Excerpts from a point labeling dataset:
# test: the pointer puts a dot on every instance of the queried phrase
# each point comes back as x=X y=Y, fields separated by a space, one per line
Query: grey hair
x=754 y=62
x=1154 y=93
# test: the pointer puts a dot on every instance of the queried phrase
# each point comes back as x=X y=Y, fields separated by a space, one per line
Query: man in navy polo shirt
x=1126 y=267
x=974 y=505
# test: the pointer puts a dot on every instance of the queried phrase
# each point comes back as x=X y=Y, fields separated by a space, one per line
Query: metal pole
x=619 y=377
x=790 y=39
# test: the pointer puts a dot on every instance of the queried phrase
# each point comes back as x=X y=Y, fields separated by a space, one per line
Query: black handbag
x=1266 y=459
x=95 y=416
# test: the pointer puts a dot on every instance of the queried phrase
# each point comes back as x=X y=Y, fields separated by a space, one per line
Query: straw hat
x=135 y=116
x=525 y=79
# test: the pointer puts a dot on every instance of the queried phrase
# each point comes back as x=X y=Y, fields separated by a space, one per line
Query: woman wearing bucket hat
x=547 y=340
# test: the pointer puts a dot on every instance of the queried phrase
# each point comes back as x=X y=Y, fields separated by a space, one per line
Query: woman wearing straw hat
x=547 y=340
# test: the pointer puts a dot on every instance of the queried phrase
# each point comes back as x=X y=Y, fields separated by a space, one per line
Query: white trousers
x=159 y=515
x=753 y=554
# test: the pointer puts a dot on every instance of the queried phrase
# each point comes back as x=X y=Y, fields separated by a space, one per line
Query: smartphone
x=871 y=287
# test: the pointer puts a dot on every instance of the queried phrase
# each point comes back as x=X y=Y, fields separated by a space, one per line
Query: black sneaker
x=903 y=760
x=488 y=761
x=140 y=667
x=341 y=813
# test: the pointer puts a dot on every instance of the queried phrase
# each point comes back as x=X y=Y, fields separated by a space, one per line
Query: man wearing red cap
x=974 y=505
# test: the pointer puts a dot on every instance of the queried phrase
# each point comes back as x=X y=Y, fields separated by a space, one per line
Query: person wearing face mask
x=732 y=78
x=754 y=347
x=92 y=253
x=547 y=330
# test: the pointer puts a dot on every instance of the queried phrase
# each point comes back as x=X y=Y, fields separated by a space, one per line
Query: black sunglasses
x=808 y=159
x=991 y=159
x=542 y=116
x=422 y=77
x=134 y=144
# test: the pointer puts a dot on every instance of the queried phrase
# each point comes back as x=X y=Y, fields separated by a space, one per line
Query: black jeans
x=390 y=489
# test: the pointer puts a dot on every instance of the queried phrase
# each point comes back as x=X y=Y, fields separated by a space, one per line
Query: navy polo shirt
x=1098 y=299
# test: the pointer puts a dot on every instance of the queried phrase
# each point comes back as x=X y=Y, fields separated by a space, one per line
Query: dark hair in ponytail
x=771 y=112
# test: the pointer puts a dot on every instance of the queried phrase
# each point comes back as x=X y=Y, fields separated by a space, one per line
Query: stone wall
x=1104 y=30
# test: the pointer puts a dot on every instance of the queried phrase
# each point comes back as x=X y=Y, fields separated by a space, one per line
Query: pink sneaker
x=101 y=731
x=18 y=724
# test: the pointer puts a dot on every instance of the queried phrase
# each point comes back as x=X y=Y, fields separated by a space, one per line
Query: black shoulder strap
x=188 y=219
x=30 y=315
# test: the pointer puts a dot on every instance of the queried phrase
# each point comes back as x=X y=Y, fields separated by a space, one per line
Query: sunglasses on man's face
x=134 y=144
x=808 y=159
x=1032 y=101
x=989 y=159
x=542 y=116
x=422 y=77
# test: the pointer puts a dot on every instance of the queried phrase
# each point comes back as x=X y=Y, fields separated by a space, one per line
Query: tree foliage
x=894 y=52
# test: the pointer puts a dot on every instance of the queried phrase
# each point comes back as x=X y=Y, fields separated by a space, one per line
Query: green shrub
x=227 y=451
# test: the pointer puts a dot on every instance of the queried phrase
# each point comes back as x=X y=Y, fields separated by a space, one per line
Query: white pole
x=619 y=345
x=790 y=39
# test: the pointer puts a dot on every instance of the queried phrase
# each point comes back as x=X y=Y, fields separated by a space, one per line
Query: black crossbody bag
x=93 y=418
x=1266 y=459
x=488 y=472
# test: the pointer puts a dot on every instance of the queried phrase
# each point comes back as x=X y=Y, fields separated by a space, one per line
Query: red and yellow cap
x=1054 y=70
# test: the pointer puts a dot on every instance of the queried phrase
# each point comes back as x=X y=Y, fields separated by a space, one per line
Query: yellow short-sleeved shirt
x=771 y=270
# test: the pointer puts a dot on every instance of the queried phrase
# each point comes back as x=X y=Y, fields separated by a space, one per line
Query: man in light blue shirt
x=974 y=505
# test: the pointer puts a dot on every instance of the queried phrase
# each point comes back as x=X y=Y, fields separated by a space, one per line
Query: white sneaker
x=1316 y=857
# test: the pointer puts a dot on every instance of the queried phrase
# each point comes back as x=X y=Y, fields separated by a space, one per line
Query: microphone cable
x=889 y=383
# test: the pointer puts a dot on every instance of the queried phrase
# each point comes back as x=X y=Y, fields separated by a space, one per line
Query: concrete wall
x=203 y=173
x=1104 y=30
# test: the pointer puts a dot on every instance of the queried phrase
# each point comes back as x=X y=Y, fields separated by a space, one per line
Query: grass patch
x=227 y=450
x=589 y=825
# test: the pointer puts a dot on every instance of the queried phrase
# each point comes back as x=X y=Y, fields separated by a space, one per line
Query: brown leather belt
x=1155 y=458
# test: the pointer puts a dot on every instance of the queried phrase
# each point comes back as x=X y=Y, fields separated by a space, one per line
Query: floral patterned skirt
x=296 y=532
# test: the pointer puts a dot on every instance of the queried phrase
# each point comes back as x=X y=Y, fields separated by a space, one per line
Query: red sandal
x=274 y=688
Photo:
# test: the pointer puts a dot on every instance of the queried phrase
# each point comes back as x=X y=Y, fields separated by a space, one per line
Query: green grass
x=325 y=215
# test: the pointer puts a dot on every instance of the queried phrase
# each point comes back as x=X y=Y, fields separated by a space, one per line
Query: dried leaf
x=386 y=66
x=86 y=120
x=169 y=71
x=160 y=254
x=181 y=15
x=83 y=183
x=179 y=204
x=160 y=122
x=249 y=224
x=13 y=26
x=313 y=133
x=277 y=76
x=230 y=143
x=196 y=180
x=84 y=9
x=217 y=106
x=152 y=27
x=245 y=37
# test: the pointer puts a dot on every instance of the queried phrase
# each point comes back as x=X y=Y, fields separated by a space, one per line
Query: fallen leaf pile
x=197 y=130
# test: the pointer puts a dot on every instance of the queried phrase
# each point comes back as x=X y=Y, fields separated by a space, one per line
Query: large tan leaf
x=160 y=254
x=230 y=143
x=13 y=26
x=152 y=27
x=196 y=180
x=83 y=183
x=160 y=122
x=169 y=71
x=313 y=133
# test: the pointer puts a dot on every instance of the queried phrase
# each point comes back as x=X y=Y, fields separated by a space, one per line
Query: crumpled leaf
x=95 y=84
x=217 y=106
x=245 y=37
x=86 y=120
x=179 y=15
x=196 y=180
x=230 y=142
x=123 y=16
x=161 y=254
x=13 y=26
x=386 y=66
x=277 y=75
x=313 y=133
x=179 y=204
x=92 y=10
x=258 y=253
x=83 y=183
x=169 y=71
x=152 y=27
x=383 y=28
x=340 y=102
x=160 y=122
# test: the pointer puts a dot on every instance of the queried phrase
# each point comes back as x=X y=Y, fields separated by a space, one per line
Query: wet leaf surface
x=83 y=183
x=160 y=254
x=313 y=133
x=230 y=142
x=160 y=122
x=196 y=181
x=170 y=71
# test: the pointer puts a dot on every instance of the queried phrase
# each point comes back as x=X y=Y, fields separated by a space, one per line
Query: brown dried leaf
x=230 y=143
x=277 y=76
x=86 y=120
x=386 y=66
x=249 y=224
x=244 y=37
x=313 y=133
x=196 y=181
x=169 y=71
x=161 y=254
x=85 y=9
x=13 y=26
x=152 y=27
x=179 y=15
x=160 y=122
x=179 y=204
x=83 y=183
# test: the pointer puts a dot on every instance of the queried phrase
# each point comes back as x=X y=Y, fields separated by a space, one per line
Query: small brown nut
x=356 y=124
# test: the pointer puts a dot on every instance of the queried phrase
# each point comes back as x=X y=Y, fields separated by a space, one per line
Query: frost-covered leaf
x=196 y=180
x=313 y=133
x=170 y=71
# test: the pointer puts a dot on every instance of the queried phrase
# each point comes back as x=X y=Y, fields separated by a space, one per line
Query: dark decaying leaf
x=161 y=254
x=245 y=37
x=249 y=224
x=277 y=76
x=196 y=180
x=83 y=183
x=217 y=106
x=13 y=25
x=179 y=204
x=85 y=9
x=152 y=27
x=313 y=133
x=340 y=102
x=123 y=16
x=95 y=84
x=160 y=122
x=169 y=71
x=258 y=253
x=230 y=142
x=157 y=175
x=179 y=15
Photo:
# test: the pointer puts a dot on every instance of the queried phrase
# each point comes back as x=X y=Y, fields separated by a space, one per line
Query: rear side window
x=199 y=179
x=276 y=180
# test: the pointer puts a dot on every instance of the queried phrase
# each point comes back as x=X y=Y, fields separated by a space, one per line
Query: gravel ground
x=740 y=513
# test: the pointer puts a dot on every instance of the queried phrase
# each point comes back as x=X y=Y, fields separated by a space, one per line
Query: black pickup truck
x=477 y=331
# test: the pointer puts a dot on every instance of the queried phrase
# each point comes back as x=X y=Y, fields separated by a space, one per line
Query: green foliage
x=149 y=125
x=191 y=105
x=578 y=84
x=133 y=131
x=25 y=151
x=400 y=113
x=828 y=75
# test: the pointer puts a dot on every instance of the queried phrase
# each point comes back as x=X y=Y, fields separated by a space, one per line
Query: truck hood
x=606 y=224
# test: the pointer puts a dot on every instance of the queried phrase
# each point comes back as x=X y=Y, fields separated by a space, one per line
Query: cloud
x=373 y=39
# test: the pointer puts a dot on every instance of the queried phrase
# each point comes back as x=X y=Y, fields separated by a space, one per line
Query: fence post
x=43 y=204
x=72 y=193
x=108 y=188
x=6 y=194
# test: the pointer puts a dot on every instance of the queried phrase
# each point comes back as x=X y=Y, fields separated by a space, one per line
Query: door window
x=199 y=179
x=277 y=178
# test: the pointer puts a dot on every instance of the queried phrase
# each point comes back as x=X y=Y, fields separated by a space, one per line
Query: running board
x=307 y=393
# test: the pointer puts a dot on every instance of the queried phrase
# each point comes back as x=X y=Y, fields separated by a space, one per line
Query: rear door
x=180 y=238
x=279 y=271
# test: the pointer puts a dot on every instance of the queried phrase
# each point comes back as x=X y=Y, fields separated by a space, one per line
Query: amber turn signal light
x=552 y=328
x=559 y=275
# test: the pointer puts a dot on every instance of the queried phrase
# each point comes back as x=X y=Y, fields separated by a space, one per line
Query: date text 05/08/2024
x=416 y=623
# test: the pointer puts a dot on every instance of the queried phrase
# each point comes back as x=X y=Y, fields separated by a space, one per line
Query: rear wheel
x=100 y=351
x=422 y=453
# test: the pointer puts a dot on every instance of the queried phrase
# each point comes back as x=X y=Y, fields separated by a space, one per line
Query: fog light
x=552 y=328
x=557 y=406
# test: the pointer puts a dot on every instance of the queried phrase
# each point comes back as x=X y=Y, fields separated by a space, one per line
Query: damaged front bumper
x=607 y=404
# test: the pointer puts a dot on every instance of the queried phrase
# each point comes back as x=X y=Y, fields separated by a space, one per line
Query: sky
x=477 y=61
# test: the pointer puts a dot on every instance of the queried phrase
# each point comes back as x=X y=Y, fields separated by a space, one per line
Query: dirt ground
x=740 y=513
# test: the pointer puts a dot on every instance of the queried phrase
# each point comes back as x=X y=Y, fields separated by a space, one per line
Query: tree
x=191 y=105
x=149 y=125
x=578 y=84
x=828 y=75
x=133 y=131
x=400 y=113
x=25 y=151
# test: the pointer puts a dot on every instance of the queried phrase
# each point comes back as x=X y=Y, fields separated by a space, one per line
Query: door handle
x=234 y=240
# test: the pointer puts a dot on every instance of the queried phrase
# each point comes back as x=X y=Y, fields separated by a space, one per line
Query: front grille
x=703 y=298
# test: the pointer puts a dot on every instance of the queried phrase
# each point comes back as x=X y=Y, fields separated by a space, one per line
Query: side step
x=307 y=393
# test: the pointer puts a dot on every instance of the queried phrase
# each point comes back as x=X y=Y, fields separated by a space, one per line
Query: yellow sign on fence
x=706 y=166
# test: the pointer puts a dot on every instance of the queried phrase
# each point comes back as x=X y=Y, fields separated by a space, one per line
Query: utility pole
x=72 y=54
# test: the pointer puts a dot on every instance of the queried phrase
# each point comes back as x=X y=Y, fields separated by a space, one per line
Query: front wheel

EXERCISE PROMPT: Return the lines from the start of the records through the line containing "x=1154 y=93", inclusive, reproduced verbatim.

RESPONSE TO THIS TASK:
# test: the pointer puts a dot on every instance of the queried phrase
# each point comes back as x=X y=Y, fields separated by a space, one per line
Query: grey hair
x=754 y=62
x=1154 y=93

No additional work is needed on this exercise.